### Problem details
From the entries below, gather every line containing the string "ceiling".

### Given records
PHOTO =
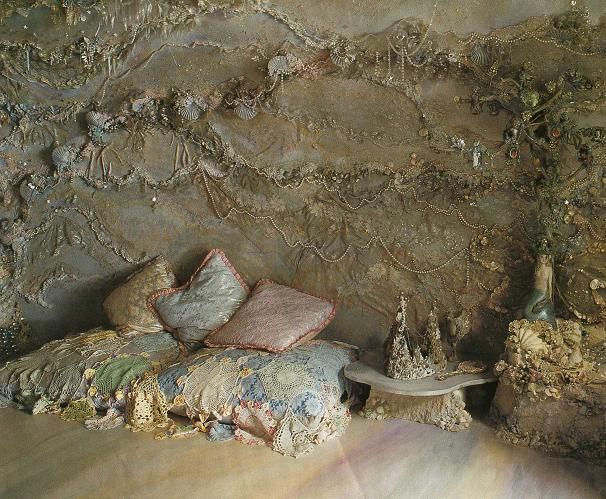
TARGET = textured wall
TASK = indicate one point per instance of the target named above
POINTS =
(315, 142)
...
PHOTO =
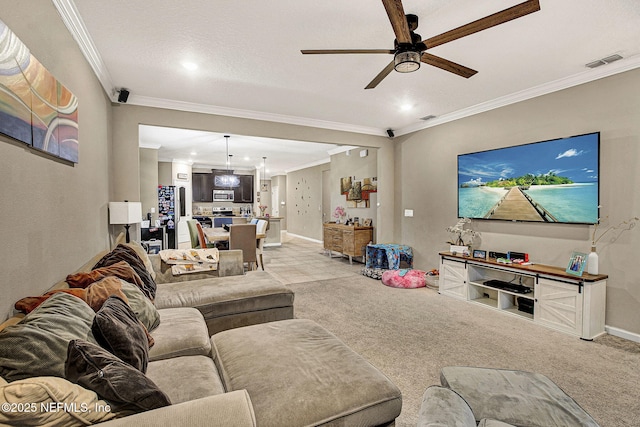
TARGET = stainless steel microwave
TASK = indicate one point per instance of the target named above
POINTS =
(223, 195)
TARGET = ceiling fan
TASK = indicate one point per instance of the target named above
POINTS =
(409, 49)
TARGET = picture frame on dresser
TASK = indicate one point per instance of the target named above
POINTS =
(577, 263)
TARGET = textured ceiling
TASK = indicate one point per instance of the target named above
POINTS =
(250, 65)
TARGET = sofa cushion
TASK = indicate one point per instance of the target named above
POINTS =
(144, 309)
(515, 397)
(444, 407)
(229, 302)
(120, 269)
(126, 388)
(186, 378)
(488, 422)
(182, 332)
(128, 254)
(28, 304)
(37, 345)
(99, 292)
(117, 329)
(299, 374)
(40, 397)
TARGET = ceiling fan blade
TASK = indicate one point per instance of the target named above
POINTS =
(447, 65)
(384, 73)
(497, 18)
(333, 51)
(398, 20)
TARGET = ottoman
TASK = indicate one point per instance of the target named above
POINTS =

### Response
TARGET = ceiling fan
TARGET = textured ceiling
TARGET = ceiling fan blade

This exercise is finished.